• _Instructions to follow_
Extract, from the listing that follows, each line containing the word "stream".

• _Supplied data_
________________________

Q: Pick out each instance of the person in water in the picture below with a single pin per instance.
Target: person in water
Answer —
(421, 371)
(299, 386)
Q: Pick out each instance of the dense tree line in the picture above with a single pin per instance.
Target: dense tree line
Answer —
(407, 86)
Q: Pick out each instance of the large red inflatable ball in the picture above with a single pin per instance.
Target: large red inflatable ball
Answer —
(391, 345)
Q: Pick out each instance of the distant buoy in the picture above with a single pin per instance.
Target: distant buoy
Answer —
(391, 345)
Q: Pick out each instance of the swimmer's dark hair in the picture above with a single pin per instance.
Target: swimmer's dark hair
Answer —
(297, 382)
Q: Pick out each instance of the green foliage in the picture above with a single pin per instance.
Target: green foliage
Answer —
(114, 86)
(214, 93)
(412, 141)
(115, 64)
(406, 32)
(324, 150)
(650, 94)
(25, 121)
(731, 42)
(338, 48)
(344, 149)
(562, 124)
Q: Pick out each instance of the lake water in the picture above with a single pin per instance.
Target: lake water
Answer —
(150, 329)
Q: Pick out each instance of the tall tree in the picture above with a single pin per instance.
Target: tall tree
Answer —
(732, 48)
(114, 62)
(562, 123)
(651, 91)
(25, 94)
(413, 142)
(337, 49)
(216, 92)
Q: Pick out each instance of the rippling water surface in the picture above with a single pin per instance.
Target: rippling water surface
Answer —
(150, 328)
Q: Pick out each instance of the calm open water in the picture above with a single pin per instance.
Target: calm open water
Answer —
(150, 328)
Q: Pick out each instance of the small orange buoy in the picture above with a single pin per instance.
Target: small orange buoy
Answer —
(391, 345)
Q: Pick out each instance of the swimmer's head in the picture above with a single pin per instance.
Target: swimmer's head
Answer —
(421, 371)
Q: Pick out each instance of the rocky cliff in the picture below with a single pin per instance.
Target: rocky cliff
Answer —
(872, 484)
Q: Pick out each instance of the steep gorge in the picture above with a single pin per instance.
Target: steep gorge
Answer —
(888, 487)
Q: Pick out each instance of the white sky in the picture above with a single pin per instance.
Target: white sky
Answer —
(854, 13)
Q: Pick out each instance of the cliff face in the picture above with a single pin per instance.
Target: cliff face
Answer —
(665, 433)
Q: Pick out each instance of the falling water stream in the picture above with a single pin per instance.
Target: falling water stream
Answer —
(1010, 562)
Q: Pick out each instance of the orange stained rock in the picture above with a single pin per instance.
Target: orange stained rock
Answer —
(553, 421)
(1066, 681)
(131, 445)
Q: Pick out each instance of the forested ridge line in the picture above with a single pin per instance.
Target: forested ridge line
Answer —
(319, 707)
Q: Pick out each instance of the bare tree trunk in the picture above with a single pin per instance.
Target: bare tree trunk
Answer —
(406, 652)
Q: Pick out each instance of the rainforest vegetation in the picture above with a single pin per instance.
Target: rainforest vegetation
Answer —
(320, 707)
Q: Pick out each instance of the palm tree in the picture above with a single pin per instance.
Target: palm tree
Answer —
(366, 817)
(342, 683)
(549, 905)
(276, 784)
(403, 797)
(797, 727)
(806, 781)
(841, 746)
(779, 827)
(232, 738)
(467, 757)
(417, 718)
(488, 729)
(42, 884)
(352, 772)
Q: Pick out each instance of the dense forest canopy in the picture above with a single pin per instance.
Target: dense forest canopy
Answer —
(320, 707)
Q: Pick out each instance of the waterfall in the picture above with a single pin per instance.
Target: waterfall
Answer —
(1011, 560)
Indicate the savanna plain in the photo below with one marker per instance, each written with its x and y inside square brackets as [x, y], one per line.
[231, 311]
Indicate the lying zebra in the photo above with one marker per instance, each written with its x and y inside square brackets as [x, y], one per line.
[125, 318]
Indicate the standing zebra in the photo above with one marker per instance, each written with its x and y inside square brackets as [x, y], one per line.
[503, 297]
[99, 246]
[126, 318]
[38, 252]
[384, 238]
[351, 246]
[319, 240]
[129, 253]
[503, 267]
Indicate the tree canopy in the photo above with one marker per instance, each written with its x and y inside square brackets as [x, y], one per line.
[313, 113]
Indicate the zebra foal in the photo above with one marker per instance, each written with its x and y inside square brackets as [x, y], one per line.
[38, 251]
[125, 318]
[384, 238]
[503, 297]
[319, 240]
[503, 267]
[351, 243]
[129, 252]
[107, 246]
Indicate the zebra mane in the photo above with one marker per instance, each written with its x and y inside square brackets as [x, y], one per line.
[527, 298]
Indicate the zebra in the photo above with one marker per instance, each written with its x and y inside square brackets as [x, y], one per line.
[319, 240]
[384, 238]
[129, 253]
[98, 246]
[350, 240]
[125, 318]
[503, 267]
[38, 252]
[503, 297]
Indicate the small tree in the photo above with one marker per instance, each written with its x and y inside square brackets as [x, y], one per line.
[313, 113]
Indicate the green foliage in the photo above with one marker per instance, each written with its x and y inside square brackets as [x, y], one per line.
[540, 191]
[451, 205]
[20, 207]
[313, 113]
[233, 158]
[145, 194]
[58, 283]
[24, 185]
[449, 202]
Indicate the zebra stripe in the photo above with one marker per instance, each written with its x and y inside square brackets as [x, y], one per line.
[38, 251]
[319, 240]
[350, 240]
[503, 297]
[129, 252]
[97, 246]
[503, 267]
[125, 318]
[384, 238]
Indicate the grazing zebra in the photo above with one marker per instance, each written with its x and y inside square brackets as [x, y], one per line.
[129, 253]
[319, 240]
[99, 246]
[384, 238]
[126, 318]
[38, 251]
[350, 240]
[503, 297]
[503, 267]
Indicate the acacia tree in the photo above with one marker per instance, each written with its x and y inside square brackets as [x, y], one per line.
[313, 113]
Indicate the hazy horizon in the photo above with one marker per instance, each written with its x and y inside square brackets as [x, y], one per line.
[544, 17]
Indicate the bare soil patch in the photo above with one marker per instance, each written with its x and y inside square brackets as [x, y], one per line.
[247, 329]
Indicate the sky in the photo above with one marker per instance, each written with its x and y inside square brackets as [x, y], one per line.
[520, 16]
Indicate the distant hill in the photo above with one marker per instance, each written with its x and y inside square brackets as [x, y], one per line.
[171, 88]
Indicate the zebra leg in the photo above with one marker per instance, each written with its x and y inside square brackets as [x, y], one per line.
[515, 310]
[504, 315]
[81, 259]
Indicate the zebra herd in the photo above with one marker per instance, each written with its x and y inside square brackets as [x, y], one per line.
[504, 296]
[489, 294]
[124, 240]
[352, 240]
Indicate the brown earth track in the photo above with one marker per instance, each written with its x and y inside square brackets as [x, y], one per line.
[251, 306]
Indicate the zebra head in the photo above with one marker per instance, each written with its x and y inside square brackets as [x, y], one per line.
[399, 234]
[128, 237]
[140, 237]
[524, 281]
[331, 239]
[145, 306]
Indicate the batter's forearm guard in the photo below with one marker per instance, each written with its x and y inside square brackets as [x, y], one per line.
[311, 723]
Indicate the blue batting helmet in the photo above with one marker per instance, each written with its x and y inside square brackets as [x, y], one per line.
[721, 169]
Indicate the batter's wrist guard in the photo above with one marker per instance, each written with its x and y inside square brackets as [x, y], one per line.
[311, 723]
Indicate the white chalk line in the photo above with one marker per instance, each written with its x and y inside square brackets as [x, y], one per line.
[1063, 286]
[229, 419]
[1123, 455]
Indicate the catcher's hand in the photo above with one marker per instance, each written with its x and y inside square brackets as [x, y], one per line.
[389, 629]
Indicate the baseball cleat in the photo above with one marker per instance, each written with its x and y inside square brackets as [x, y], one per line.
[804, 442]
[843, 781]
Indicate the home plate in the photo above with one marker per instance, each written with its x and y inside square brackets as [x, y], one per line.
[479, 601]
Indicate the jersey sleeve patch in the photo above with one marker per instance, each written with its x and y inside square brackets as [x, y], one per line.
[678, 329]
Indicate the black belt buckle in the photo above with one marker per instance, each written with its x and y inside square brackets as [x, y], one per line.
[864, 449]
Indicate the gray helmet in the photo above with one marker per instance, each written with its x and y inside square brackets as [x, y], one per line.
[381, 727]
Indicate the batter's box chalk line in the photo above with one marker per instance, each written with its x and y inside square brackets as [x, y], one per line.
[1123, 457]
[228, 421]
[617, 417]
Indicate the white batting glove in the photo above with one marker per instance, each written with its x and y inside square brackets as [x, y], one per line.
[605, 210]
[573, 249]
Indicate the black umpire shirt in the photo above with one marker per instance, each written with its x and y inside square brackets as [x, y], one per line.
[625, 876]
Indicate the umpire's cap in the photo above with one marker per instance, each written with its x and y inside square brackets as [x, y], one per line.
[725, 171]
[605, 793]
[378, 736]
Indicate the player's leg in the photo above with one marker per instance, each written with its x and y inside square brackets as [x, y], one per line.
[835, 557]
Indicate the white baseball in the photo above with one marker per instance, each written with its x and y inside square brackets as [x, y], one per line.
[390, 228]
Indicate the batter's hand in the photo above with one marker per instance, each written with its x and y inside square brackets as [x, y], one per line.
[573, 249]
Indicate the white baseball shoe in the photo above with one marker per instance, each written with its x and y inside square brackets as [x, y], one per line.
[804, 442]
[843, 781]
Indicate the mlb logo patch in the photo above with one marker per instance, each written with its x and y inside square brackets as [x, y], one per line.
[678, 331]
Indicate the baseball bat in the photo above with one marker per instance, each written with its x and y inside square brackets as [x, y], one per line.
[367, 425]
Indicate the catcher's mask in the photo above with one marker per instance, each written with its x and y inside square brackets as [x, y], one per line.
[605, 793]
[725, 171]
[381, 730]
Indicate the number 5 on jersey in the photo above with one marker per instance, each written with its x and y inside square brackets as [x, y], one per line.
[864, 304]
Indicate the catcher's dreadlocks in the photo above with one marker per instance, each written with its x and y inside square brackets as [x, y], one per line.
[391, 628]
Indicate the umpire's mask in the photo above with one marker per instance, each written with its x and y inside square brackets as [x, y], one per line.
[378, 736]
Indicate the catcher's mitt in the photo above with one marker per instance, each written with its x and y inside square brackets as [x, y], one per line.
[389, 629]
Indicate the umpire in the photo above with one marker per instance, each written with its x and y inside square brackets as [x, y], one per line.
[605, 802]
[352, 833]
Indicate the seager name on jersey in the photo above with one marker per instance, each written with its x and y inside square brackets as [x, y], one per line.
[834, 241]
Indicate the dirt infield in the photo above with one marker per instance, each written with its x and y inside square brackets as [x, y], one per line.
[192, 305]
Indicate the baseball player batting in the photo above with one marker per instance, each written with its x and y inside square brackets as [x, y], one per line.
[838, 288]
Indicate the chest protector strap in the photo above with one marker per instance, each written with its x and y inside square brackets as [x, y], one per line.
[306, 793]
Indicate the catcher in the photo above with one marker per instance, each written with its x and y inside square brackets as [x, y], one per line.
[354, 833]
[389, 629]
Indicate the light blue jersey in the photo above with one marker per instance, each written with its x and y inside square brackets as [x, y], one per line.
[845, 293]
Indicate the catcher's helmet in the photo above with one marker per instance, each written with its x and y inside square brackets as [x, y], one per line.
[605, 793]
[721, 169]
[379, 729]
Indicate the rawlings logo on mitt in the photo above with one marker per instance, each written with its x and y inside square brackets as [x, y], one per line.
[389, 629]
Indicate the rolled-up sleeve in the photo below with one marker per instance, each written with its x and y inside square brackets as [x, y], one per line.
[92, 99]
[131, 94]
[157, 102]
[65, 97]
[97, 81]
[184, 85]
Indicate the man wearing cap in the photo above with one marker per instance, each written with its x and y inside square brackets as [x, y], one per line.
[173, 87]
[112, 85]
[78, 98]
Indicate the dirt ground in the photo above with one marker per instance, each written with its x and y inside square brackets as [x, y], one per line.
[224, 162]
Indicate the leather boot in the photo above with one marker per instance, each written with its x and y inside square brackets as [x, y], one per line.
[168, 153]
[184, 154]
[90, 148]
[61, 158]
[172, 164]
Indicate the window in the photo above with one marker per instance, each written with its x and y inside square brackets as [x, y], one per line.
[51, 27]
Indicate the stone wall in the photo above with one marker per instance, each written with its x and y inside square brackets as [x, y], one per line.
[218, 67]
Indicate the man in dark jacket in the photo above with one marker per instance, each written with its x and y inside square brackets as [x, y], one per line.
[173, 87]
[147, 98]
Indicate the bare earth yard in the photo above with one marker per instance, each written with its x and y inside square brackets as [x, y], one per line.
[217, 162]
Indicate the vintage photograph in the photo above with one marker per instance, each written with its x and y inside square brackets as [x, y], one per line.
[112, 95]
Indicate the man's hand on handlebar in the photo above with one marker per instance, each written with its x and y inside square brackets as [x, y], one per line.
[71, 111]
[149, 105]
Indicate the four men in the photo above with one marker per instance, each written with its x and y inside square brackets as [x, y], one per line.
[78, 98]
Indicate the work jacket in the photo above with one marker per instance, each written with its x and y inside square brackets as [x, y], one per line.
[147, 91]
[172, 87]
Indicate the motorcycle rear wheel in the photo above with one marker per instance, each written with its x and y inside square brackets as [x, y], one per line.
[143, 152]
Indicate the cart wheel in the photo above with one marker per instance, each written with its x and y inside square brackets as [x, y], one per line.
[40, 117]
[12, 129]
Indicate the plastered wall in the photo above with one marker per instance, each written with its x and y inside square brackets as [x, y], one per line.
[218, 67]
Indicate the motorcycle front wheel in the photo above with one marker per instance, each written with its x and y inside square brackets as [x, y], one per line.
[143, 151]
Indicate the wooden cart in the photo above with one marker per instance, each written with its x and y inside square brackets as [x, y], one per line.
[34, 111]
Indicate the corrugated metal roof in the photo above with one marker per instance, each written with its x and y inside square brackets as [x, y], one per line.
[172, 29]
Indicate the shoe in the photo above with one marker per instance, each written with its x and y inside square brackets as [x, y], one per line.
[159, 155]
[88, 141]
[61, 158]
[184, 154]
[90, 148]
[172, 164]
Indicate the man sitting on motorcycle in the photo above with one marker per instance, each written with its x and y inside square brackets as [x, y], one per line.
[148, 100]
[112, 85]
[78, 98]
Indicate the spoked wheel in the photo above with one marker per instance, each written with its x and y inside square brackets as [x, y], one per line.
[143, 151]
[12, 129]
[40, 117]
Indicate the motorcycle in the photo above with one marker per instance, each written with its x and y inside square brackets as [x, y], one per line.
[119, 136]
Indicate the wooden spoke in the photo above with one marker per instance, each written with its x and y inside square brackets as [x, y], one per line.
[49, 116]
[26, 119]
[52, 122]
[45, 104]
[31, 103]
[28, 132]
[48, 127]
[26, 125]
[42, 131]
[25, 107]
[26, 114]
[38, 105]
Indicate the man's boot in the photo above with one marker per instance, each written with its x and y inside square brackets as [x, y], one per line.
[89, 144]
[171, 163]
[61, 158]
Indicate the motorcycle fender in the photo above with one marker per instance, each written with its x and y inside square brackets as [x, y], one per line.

________________________

• _Answer area_
Q: Pick out each instance of the falling water stream in the picture above with a single pin per instance.
Target: falling water stream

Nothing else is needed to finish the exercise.